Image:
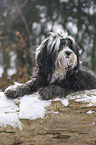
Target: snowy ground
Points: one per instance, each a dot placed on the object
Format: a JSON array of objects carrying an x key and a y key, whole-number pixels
[{"x": 32, "y": 107}]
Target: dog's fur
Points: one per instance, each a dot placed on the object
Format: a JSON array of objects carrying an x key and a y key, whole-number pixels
[{"x": 58, "y": 70}]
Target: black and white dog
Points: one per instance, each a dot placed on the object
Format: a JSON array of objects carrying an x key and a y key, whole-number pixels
[{"x": 58, "y": 70}]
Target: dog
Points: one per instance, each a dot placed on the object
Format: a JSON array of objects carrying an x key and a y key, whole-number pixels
[{"x": 58, "y": 72}]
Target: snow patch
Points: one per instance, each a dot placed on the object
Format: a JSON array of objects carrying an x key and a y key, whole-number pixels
[{"x": 32, "y": 107}]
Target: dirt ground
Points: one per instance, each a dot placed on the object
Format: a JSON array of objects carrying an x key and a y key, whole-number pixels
[{"x": 61, "y": 125}]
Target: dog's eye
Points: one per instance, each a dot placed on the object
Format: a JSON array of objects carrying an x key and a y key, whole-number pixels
[{"x": 69, "y": 41}]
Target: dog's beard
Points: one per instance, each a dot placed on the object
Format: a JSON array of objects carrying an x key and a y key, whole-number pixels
[{"x": 63, "y": 64}]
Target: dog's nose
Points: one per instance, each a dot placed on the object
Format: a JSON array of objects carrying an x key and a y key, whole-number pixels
[{"x": 67, "y": 53}]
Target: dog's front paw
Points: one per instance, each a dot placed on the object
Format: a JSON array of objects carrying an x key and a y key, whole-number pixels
[{"x": 45, "y": 93}]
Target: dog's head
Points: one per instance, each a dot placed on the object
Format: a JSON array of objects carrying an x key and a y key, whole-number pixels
[{"x": 57, "y": 56}]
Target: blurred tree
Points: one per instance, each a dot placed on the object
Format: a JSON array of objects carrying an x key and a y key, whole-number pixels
[{"x": 26, "y": 23}]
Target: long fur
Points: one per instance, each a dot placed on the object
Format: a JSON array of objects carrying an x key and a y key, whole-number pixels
[{"x": 58, "y": 70}]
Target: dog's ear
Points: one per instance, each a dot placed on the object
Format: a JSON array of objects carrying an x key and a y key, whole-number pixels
[{"x": 45, "y": 63}]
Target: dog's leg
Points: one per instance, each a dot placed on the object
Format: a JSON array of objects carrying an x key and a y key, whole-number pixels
[{"x": 51, "y": 92}]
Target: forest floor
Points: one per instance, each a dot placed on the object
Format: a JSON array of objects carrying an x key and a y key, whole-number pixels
[
  {"x": 70, "y": 125},
  {"x": 60, "y": 126}
]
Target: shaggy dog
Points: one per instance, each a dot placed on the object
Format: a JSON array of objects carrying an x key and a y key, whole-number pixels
[{"x": 58, "y": 70}]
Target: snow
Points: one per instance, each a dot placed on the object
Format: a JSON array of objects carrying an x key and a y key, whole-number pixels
[{"x": 32, "y": 107}]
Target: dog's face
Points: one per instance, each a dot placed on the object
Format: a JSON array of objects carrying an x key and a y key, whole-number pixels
[{"x": 57, "y": 55}]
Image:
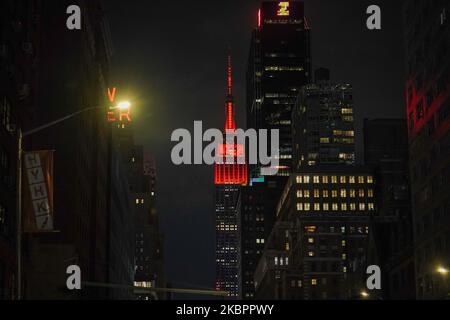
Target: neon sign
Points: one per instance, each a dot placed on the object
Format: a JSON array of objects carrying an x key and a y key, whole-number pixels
[
  {"x": 283, "y": 9},
  {"x": 116, "y": 114}
]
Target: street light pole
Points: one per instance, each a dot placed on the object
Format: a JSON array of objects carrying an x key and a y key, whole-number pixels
[
  {"x": 19, "y": 213},
  {"x": 20, "y": 136}
]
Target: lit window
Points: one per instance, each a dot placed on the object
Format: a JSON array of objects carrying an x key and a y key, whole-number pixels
[
  {"x": 346, "y": 110},
  {"x": 349, "y": 133}
]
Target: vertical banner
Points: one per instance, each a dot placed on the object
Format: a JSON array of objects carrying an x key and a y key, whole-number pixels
[{"x": 37, "y": 191}]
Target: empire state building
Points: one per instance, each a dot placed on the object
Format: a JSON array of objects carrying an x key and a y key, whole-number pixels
[{"x": 229, "y": 175}]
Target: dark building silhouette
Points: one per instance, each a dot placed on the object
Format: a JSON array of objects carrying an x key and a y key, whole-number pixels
[
  {"x": 317, "y": 247},
  {"x": 73, "y": 74},
  {"x": 229, "y": 176},
  {"x": 278, "y": 65},
  {"x": 427, "y": 34},
  {"x": 391, "y": 243},
  {"x": 18, "y": 43},
  {"x": 257, "y": 216},
  {"x": 323, "y": 123}
]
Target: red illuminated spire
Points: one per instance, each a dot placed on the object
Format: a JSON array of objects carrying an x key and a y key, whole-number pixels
[
  {"x": 230, "y": 123},
  {"x": 230, "y": 172}
]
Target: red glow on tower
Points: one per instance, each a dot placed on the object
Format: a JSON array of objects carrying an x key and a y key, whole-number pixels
[{"x": 230, "y": 171}]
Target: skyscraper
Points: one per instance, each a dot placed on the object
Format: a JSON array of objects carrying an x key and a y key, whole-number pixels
[
  {"x": 278, "y": 65},
  {"x": 323, "y": 123},
  {"x": 391, "y": 243},
  {"x": 316, "y": 249},
  {"x": 427, "y": 32},
  {"x": 228, "y": 177}
]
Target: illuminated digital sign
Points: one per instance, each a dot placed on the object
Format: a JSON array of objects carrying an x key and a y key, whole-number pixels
[{"x": 283, "y": 9}]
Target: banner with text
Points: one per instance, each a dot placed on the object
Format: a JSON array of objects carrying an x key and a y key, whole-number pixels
[{"x": 37, "y": 191}]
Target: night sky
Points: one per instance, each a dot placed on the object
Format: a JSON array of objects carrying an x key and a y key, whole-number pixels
[{"x": 170, "y": 59}]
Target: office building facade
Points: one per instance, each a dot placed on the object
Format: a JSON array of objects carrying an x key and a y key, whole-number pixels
[
  {"x": 278, "y": 66},
  {"x": 316, "y": 249},
  {"x": 391, "y": 244},
  {"x": 427, "y": 34},
  {"x": 229, "y": 175},
  {"x": 323, "y": 123}
]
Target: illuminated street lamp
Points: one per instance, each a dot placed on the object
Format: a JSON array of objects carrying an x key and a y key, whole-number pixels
[
  {"x": 442, "y": 270},
  {"x": 123, "y": 105}
]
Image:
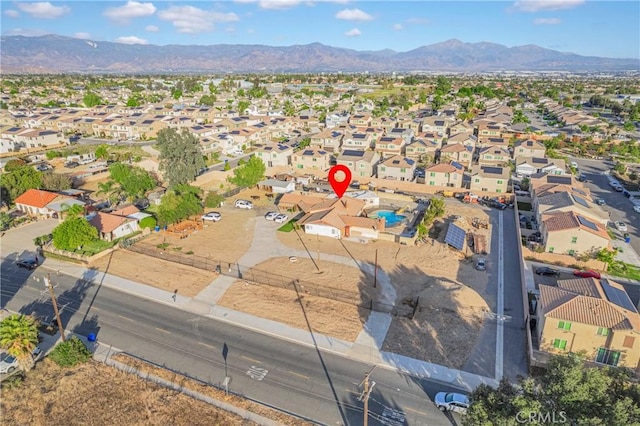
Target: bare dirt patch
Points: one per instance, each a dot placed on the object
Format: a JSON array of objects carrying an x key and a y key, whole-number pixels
[
  {"x": 224, "y": 241},
  {"x": 155, "y": 272},
  {"x": 449, "y": 295},
  {"x": 325, "y": 315},
  {"x": 95, "y": 394}
]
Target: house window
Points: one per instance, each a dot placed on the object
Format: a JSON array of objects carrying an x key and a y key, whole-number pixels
[
  {"x": 608, "y": 357},
  {"x": 559, "y": 344}
]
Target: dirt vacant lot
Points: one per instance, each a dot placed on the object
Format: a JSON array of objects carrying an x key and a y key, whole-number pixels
[{"x": 323, "y": 315}]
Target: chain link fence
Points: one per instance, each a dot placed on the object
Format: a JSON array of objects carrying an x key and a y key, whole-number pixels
[{"x": 274, "y": 280}]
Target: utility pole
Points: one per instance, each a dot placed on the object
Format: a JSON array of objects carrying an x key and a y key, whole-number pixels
[
  {"x": 364, "y": 396},
  {"x": 47, "y": 282}
]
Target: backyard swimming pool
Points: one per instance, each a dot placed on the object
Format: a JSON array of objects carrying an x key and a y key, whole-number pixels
[{"x": 391, "y": 219}]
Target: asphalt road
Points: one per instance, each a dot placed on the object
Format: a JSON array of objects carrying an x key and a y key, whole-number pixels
[
  {"x": 315, "y": 385},
  {"x": 620, "y": 207}
]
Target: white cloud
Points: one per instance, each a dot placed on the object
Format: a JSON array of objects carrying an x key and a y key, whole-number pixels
[
  {"x": 353, "y": 33},
  {"x": 132, "y": 9},
  {"x": 43, "y": 10},
  {"x": 537, "y": 5},
  {"x": 418, "y": 21},
  {"x": 353, "y": 15},
  {"x": 131, "y": 40},
  {"x": 27, "y": 32},
  {"x": 192, "y": 20},
  {"x": 547, "y": 21}
]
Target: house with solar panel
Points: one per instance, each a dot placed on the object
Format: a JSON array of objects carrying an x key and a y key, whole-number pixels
[
  {"x": 311, "y": 159},
  {"x": 361, "y": 163},
  {"x": 397, "y": 168},
  {"x": 446, "y": 175},
  {"x": 592, "y": 316},
  {"x": 568, "y": 232},
  {"x": 273, "y": 155},
  {"x": 489, "y": 179}
]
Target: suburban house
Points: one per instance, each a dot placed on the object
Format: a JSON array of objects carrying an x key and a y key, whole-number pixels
[
  {"x": 361, "y": 141},
  {"x": 457, "y": 152},
  {"x": 489, "y": 179},
  {"x": 311, "y": 158},
  {"x": 397, "y": 168},
  {"x": 422, "y": 149},
  {"x": 449, "y": 175},
  {"x": 275, "y": 154},
  {"x": 528, "y": 148},
  {"x": 361, "y": 163},
  {"x": 36, "y": 202},
  {"x": 590, "y": 315},
  {"x": 565, "y": 201},
  {"x": 527, "y": 166},
  {"x": 328, "y": 139},
  {"x": 112, "y": 226},
  {"x": 333, "y": 217},
  {"x": 494, "y": 156},
  {"x": 570, "y": 233},
  {"x": 389, "y": 145}
]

Task.
Return the lines from the line containing "Target: utility pole" to the end of the entries above, exactly as they appear and with no other output.

Right answer.
Target: utility pole
Points: one per instance, each a dot placed on the object
Format: a JSON array of objects carrying an x key and a y key, whole-number pixels
[
  {"x": 364, "y": 396},
  {"x": 47, "y": 282}
]
Target: backyard swimming pool
Points: one per instance, each a dot placed on the object
Format: a JSON array of objects carrying an x key and a y key, whole-number pixels
[{"x": 391, "y": 219}]
Target: asphalt road
Points: one per instance, each a dot placed on the object
Format: a JSON array of objects carrying an x key and a y key, whole-number pixels
[
  {"x": 315, "y": 385},
  {"x": 620, "y": 207}
]
Target: white cloud
Points: one per instance, each a dot placed on the object
Format: a JSON array of objects carrying an x key and a y key, whole-number pixels
[
  {"x": 353, "y": 33},
  {"x": 132, "y": 9},
  {"x": 43, "y": 10},
  {"x": 537, "y": 5},
  {"x": 418, "y": 21},
  {"x": 353, "y": 15},
  {"x": 131, "y": 40},
  {"x": 27, "y": 32},
  {"x": 192, "y": 20},
  {"x": 547, "y": 21}
]
Target: house with solar panel
Points: one per instance, each a dot placed on the object
Format: a JSON array of objects carrying an x key and a y key, whole-number pixels
[
  {"x": 311, "y": 159},
  {"x": 361, "y": 163},
  {"x": 397, "y": 168},
  {"x": 446, "y": 175},
  {"x": 592, "y": 316},
  {"x": 568, "y": 232},
  {"x": 273, "y": 155},
  {"x": 489, "y": 179}
]
Target: suburban house
Points: one per instance, each a dot placed on the object
Format: a JSON array of objects carrying an x key and a y key, whole-number pixels
[
  {"x": 361, "y": 141},
  {"x": 457, "y": 152},
  {"x": 489, "y": 179},
  {"x": 311, "y": 158},
  {"x": 397, "y": 168},
  {"x": 422, "y": 149},
  {"x": 449, "y": 175},
  {"x": 275, "y": 154},
  {"x": 528, "y": 148},
  {"x": 361, "y": 163},
  {"x": 36, "y": 202},
  {"x": 590, "y": 315},
  {"x": 565, "y": 201},
  {"x": 527, "y": 166},
  {"x": 328, "y": 139},
  {"x": 112, "y": 226},
  {"x": 333, "y": 217},
  {"x": 494, "y": 156},
  {"x": 570, "y": 233},
  {"x": 389, "y": 145}
]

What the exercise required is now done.